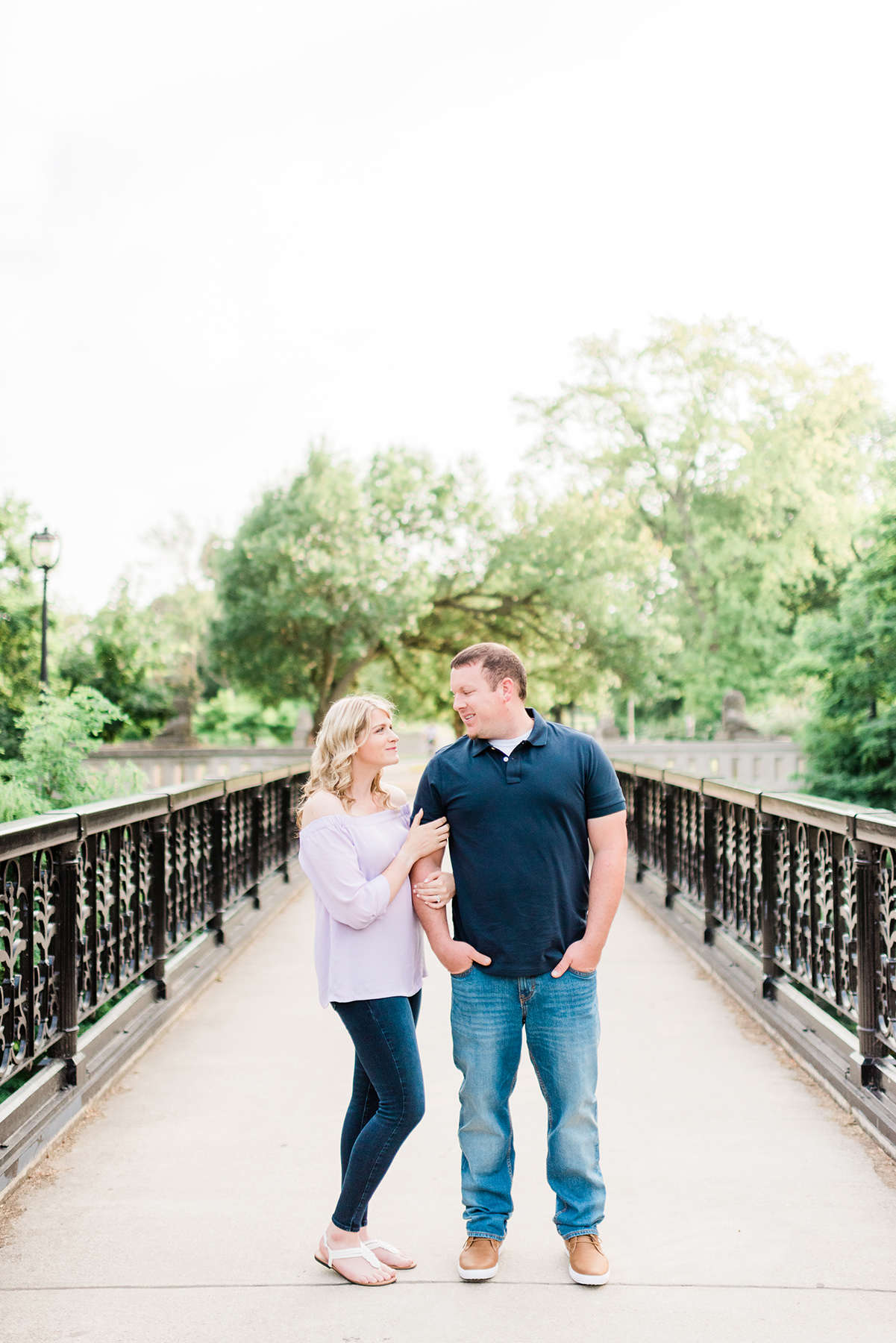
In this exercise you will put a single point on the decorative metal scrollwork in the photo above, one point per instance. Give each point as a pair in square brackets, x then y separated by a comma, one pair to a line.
[886, 962]
[109, 881]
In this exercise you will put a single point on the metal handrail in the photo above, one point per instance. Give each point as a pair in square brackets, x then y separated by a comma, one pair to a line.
[808, 883]
[98, 898]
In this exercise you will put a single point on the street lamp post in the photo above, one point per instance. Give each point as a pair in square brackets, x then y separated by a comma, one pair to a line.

::::::::::

- Directions for this task
Could you return every item above verbatim, line for line, with the pictures left out?

- Solution to the exercise
In this exercise you will put a single point on the decorative metal scrollwork in the photo above, one point per instance. Give each point as a pair in square brackets, x then y separated by a comma, one pair to a line.
[886, 962]
[109, 881]
In this exercise you will put a single point on the metal handrail in the photo above, one point per instance. Give each point as a pair in square brackets, x then y separated by a comma, one pair to a line.
[808, 883]
[98, 898]
In this exercise you will put a single point on the street lamp post in the photo above, one point per instance. Give each point as a pair in square brackets, x then y separated by a comma, one pair to a line.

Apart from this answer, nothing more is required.